§ **PAGE**:
::::::::

| |
- corr(value_expression1, value_expression2)
- DESCRIPTION:
Function returns the Sample Pearson product moment correlation coefficient
of its arguments for all non-null data point pairs.
The Sample Pearson product moment correlation coefficient is a measure of
the linear association between variables. The boundary on the computed
coefficient ranges from -1.00 to +1.00.
Note that high correlation does not imply a causal relationship between
the variables.
The coefficient of correlation between two variables has the following four extreme values:
1. -1.00 : Association between the variables is perfectly linear, but inverse.
As the value for 'value_expression1' varies, the value for
'value_expression2' varies identically in the opposite direction.
2. 0 : Association between the variables does not exist and they are considered
to be uncorrelated.
3. +1.00 : Association between the variables is perfectly linear.
As the value for 'value_expression1' varies, the value for
'value_expression2' varies identically in the same direction.
4. NULL : Association between the variables cannot be measured because there
are no non-null data point pairs in the data used for the computation.
PARAMETERS:
value_expression1:
Required Argument.
Specifies a ColumnExpression of a numeric column or a numeric literal
to be correlated with value_expression2.
Format for the argument: '<dataframe>.<dataframe_column>.expression'.
value_expression2:
Required Argument.
Specifies a ColumnExpression of a numeric column or a numeric literal
to be correlated with value_expression1.
Format for the argument: '<dataframe>.<dataframe_column>.expression'.
NOTE:
Function accepts positional arguments only.
EXAMPLES:
# Load the data to run the example.
>>> load_example_data("dataframe", "admissions_train")
>>>
# Create a DataFrame on 'admissions_train' table.
>>> admissions_train = DataFrame("admissions_train")
>>> admissions_train
masters gpa stats programming admitted
id
22 yes 3.46 Novice Beginner 0
36 no 3.00 Advanced Novice 0
15 yes 4.00 Advanced Advanced 1
38 yes 2.65 Advanced Beginner 1
5 no 3.44 Novice Novice 0
17 no 3.83 Advanced Advanced 1
34 yes 3.85 Advanced Beginner 0
13 no 4.00 Advanced Novice 1
26 yes 3.57 Advanced Advanced 1
19 yes 1.98 Advanced Advanced 0
>>>
# Example 1: Calculate the correlation between "gpa" and "admitted" columns.

::::::::

§ **DATA EXTRACT**:

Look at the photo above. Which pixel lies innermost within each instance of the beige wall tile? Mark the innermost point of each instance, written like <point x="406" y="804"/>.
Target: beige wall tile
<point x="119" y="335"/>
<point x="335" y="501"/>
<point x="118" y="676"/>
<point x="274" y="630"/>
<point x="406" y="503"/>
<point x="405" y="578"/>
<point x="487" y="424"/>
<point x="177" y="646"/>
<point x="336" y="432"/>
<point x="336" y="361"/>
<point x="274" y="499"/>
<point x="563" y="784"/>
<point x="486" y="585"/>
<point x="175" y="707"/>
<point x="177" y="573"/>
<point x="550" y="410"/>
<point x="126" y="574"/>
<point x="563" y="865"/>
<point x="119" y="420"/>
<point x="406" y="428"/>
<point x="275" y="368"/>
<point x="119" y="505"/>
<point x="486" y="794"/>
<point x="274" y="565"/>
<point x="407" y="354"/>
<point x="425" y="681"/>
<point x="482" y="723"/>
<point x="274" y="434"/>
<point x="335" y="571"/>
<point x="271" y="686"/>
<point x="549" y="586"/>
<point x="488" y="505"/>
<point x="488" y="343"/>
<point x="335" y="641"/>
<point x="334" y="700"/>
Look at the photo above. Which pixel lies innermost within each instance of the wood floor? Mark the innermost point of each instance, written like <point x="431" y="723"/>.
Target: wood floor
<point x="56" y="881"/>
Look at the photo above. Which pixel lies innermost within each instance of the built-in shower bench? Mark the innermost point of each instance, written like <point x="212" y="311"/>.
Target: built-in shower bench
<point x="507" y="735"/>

::::::::

§ **SHORT PROBLEM 1**: What range does the computed coefficient span, according to the corr page?
§ **SHORT PROBLEM 2**: Edit the corr page from the words "Note that high" through the words "the opposite direction.", replacing "inverse" with "negative".
These records come from a separate source.

§ **SOLUTION 1**: From -1.00 to +1.00.

§ **SOLUTION 2**:
Note that high correlation does not imply a causal relationship between
the variables.
The coefficient of correlation between two variables has the following four extreme values:
1. -1.00 : Association between the variables is perfectly linear, but negative.
As the value for 'value_expression1' varies, the value for
'value_expression2' varies identically in the opposite direction.